---------- Quoted text

We have found no other Iowa statute referring to a “final conviction.”   However, federal cases have required the finality of convictions in immigration and naturalization cases, and we find those cases to be instructive.   Under federal law, aliens “convicted” of a felony may not be granted permanent residence.  8 U.S.C. § 1255a(b)(1)(C)(ii).   Federal courts have applied this rule in immigration cases involving deferred judgments and equivalent procedures.   See, e.g., White v. INS, 17 F.3d 475 (1st Cir.1994) (Massachusetts charge “filed” without determination of guilt);  Yanez-Popp v. INS, 998 F.2d 231 (4th Cir.1993) (Maryland “probation before judgment”).

These cases have adopted a test first formulated by the Board of Immigration Appeals (BIA) for determining whether a “conviction” has been established.   See White, 17 F.3d at 479 (citing In re Ozkok, 19 I. & N. Dec. 546 (BIA 1988);  Yanez-Popp, 998 F.2d at 234 (same).

(1) a judge or jury has found the alien guilty or he has entered a plea of guilty or nolo contendere or has admitted sufficient facts to warrant a finding of guilty;

(2) the judge has ordered some form of punishment, penalty, or restraint on the person's liberty to be imposed ․;   and

(3) a judgment of adjudication of guilt may be entered if the person violates the terms of his probation or fails to comply with the requirements of the court's order, without availability of further proceedings regarding the person's guilt or innocence of the original charge.

Ozkok, 19 I. & N. Dec. at 551-52.

Schilling does not argue he has not been convicted;  he argues only that any conviction has not become final.   Finality is also a significant factor in immigration cases.   As the court in White stated, “Superimposed on the BIA's three-part test is an additional requirement:  the ‘conviction’ must have attained a sufficient degree of finality.”  Id. at 479 (citing Pino v. Landon, 349 U.S. 901, 901, 75 S.Ct. 576, 576, 99 L.Ed. 1239, 1239 (1955)).   Under White's analysis, a conviction becomes final “if direct appellate review of the conviction has either been exhausted or waived.”  17 F.3d at 479.

 We believe a similar test is appropriate in this case.   The first question is whether the license revocation is aimed at the protection of the public or as a punishment measure.   If it is the former, a conviction without judgment may be a sufficient basis for revocation.   See Kluesner, 389 N.W.2d at 372.   If the revocation statute is protective in nature, the establishment of the following elements will be sufficient to show that a conviction exists:  (1) A judge or jury has found the defendant guilty, or the defendant has entered a plea of guilty;  (2) the court has ordered some form of punishment, penalty, or restraint on the person's liberty to be imposed;  (3) a judgment of guilty may be entered if the person violates the terms of probation or fails to comply with the requirements of the court's order;  and (4) the conviction has become final.   A conviction is final if the defendant has exhausted or waived any postorder challenge.

--------------------
---------- Material supplied

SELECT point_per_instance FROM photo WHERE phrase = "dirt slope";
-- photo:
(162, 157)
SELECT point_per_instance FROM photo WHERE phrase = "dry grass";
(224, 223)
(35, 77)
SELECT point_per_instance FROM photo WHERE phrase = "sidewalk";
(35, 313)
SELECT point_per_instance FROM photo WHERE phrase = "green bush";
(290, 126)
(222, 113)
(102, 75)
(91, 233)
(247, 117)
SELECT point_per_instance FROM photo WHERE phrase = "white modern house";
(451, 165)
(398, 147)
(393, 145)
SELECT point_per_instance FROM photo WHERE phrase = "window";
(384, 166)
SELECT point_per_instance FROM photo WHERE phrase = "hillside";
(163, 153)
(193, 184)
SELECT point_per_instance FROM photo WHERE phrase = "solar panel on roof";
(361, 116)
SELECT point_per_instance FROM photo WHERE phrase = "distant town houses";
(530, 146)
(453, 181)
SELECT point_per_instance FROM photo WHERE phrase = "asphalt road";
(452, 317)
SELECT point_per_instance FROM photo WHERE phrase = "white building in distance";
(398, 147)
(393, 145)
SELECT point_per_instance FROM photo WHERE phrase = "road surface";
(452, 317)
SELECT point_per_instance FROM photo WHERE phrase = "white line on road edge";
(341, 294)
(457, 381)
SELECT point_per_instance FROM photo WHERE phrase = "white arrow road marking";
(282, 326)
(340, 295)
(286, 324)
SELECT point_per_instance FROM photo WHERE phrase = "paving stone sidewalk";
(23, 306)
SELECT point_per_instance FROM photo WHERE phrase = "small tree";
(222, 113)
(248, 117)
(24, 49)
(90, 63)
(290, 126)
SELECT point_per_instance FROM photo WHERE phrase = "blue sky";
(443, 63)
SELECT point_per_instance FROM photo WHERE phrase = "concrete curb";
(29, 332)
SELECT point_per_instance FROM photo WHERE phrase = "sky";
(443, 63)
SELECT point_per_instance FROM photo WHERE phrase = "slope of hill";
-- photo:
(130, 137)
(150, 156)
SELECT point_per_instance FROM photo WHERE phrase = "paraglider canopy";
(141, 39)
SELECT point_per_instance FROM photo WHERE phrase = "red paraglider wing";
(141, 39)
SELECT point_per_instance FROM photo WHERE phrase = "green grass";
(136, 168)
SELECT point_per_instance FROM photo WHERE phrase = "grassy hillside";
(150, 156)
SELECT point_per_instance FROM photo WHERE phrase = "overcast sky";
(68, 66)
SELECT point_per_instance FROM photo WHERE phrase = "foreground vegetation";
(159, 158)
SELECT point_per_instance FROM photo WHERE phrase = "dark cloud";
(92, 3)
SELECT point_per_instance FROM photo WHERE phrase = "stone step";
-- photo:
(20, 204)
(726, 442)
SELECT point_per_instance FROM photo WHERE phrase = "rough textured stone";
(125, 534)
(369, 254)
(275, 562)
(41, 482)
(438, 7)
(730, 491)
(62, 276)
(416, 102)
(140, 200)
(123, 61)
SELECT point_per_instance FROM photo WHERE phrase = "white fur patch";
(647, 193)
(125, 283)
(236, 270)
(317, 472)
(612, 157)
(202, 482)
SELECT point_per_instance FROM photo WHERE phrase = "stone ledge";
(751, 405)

--------------------

Short problem 1: Under White's analysis, as cited in the opinion excerpt, when does a conviction become final?
Short problem 2: Locate each line of the entries that contains the string "sidewalk", and copy those lines out.
The opinion excerpt and the entries have no connection to each other.

Full output 1: A conviction becomes final if direct appellate review of it has either been exhausted or waived.

Full output 2:
SELECT point_per_instance FROM photo WHERE phrase = "sidewalk";
SELECT point_per_instance FROM photo WHERE phrase = "paving stone sidewalk";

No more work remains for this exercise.